'''
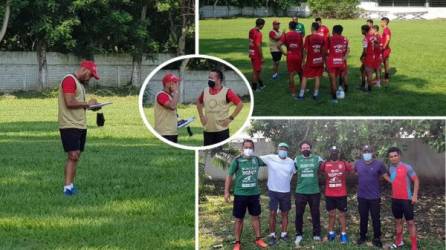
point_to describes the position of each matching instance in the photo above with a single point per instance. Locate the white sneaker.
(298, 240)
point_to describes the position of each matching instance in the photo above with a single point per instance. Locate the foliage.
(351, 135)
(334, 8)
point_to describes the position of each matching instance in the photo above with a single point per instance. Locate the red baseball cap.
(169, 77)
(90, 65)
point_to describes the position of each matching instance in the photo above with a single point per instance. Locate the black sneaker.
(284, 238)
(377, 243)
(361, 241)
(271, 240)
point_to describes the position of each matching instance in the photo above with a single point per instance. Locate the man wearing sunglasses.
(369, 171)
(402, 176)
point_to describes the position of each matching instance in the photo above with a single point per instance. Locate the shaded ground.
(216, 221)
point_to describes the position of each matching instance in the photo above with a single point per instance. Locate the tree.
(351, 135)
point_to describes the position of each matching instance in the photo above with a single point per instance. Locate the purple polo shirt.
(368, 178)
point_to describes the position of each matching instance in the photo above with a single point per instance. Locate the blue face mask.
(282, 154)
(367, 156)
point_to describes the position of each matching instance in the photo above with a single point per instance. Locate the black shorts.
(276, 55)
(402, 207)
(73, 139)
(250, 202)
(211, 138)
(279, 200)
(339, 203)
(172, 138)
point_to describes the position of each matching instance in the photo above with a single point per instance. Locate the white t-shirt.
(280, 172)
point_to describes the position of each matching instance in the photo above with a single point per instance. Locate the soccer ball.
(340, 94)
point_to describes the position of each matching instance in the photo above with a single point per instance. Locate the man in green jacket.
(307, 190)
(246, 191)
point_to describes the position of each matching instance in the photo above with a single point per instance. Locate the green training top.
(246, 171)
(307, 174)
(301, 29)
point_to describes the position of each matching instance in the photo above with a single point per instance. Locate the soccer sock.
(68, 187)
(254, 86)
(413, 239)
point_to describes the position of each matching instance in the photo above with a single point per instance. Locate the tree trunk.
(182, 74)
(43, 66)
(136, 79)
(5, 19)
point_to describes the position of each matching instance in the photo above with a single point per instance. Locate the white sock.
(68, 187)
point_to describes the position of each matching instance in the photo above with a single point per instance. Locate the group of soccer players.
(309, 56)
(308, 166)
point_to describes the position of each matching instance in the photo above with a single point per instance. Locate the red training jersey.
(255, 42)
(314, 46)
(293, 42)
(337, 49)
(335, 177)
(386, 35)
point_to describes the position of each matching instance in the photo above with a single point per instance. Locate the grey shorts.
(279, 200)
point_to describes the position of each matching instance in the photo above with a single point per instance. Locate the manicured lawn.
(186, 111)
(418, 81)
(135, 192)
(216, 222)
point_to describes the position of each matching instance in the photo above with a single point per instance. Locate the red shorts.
'''
Every record above must be copied exactly; none of the pictures belong in the copy.

point_to describes the position of each matching instance in the photo above with a single point per instance. Locate the white sneaker.
(298, 240)
point_to describes the position of each matching instance in the photo above with a single point per instance. Locate the foliage.
(351, 135)
(334, 8)
point_to describes the position of each matching instance in the photo above with a single point per instance. Locate the red baseball cap.
(169, 77)
(90, 65)
point_to describes the position of each matching instance in the photo above with a single point per instance. Locate the black sneaker.
(284, 238)
(377, 243)
(361, 241)
(271, 240)
point_to describes the position of each matching instance in the photo above with a single point per instance. Locate the man wearing sunglasses.
(369, 171)
(402, 176)
point_to describes the position of each matching instance in the photo above with a single point per instance. Locate the shaded ground.
(216, 221)
point_to describes the position of each matching instance in the photo above with a single point per instance. Locate the tree.
(351, 135)
point_to describes the position of each matching instance in the photo above with a single point per instance. Locate the purple polo shirt.
(368, 178)
point_to describes the position of each matching instance in the photo above with a single point per instance. Locate the blue face mask.
(282, 154)
(367, 156)
point_to describes the position of each matching instance in the photo above with a single point per instance. Locate the black shorts.
(276, 55)
(402, 207)
(73, 139)
(250, 202)
(211, 138)
(279, 200)
(339, 203)
(172, 138)
point_to describes the position of each matching instance in the photo above with a single point per instance. Locate the white t-shirt.
(280, 172)
point_to describes the position of each matching instance in the photo above with a single point per instance. Locate the soccer ball.
(340, 94)
point_to describes the position of each matching instance in the photo above with a single point per instance. Locate the man in green jacket.
(307, 190)
(246, 191)
point_to describes the position of each matching instance in the photo above with a single point per instance. Locate the green training top.
(246, 171)
(307, 174)
(301, 29)
point_to describes the position of each matching instance in the photo above with a single point per instance. Locate the soccer sock.
(68, 187)
(254, 86)
(413, 239)
point_to describes the position of each matching instance in the photo above with a single point per instance. Locate the tree trunk.
(182, 74)
(43, 66)
(136, 79)
(5, 19)
point_to describes the position of each matching instance in the photo above with a single point per instance. Locate the white sock.
(68, 187)
point_to describes the position of each matching instance in the photo above with a single point per instance. Locate the group of soccer players.
(309, 56)
(308, 166)
point_to describes the position of each matching instance in the photo above with a single point per instance. Locate the red training jersey.
(255, 42)
(314, 46)
(293, 42)
(337, 49)
(335, 177)
(386, 35)
point_to describes the position of each matching instance in the photo above with a single point per instance. Locate the grey shorts.
(279, 200)
point_to describes the position of each matching instance in the photo above with a single point per instance. Locate the manicured lawn.
(186, 111)
(418, 81)
(135, 192)
(216, 222)
point_to describes the position of each matching instance in the photo above with a single point per instance. Locate the red shorts.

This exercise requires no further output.